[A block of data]

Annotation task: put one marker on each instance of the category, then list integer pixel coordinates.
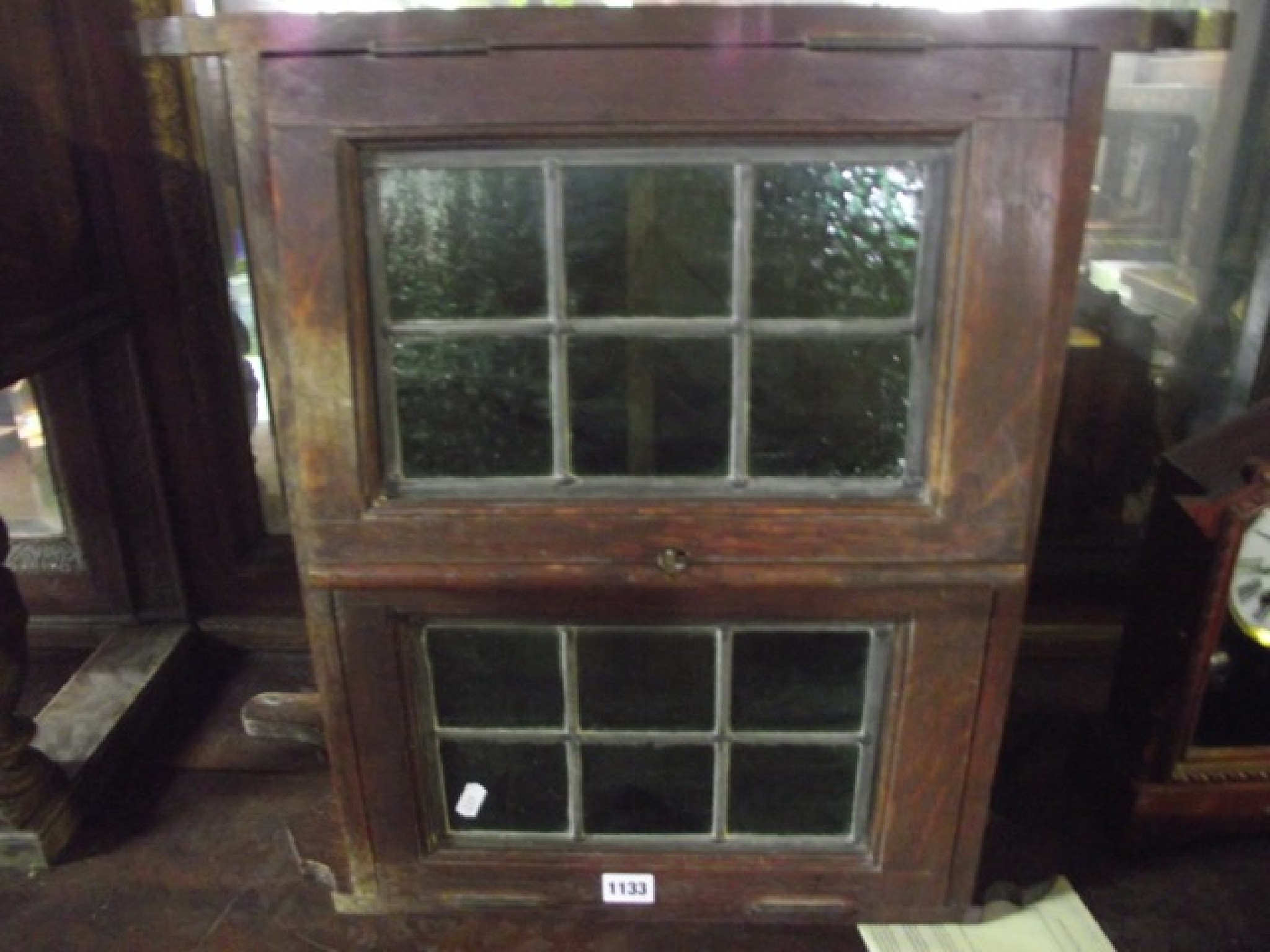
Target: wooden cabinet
(666, 397)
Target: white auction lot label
(629, 889)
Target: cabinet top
(818, 29)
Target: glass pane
(29, 495)
(836, 240)
(497, 678)
(648, 242)
(791, 790)
(828, 408)
(651, 790)
(527, 785)
(463, 243)
(810, 681)
(474, 408)
(649, 408)
(647, 679)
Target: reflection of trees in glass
(474, 408)
(648, 242)
(830, 408)
(463, 243)
(828, 240)
(836, 240)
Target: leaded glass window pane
(713, 320)
(717, 735)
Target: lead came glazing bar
(745, 202)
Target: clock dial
(1250, 582)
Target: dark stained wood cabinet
(689, 557)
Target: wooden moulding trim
(817, 29)
(530, 574)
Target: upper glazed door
(598, 286)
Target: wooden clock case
(1011, 102)
(1173, 775)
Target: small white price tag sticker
(470, 801)
(629, 889)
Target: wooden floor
(198, 856)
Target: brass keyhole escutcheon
(672, 562)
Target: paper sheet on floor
(1055, 922)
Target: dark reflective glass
(527, 785)
(830, 408)
(495, 678)
(463, 243)
(806, 681)
(649, 407)
(648, 243)
(647, 790)
(474, 407)
(836, 240)
(646, 681)
(791, 790)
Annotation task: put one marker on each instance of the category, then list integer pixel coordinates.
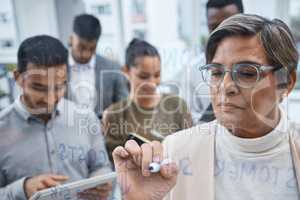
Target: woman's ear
(292, 81)
(70, 40)
(125, 69)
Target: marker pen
(154, 167)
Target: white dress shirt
(83, 91)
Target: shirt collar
(261, 144)
(90, 65)
(25, 114)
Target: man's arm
(13, 191)
(121, 87)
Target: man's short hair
(41, 50)
(87, 27)
(223, 3)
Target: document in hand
(69, 191)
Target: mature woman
(146, 112)
(251, 150)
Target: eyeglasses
(245, 75)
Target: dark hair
(42, 50)
(139, 48)
(87, 27)
(223, 3)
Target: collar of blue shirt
(76, 66)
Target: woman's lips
(229, 107)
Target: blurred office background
(174, 26)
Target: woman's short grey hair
(275, 36)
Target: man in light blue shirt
(45, 139)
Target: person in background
(94, 81)
(45, 141)
(195, 91)
(146, 112)
(252, 149)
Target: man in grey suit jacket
(94, 81)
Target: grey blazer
(110, 84)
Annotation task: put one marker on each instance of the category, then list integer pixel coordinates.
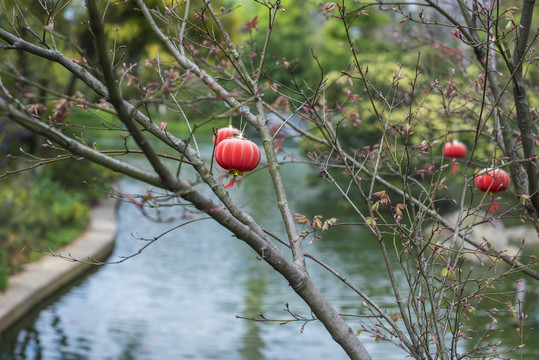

[PROBLEM TO SOLVE]: Rewrite all of the data above with every "Target" swapped for "Label", keeping everything else the same. Leave the pictures out of your answer.

[RESPONSE TO THE TASK]:
Annotation task: put one marker on each instance of the category, then list integer pixel coordinates.
Label: wooden cabinet
(666, 397)
Label: white auction lot label
(629, 889)
Label: cabinet top
(818, 29)
Label: glass pane
(29, 495)
(836, 240)
(497, 678)
(648, 242)
(791, 790)
(828, 408)
(651, 790)
(527, 785)
(463, 243)
(810, 681)
(474, 408)
(649, 408)
(647, 679)
Label: reflection of trees in glass
(474, 408)
(648, 242)
(830, 408)
(463, 243)
(828, 240)
(836, 240)
Label: leaded glass window pane
(713, 320)
(717, 735)
Label: lead came glazing bar
(745, 202)
Label: clock dial
(1250, 582)
Label: dark stained wood cabinet
(689, 557)
Label: wooden moulding trim
(817, 29)
(530, 574)
Label: upper glazed door
(598, 286)
Label: wooden clock case
(1011, 102)
(1173, 775)
Label: small white price tag sticker
(470, 801)
(629, 889)
Label: wooden floor
(198, 856)
Label: brass keyhole escutcheon
(672, 562)
Label: paper sheet on floor
(1055, 922)
Label: dark reflective glass
(527, 785)
(830, 408)
(495, 678)
(463, 243)
(806, 681)
(649, 407)
(648, 243)
(647, 790)
(474, 407)
(836, 240)
(646, 681)
(791, 790)
Annotation task: put one marker on each instance of the category, then list integer pixel coordinates.
Label: woman's ear
(292, 81)
(70, 40)
(125, 69)
Label: marker pen
(154, 167)
Label: white dress shirt
(83, 91)
Label: shirt collar
(261, 144)
(90, 65)
(25, 114)
Label: man's arm
(13, 191)
(121, 87)
Label: man's short hair
(41, 50)
(87, 27)
(223, 3)
Label: document in hand
(69, 191)
Label: mature woman
(146, 112)
(251, 150)
Label: eyeglasses
(245, 75)
Label: dark hair
(42, 50)
(139, 48)
(87, 27)
(223, 3)
Label: collar of blue shirt
(76, 66)
Label: woman's lips
(229, 107)
Label: blurred office background
(174, 26)
Label: woman's short grey hair
(275, 36)
Label: man in light blue shirt
(45, 139)
Label: person in background
(94, 81)
(45, 141)
(195, 91)
(146, 112)
(252, 149)
Label: man in grey suit jacket
(94, 81)
Label: grey blazer
(110, 84)
Annotation task: put one marker on each instance of the category, then list integer pixel coordinates.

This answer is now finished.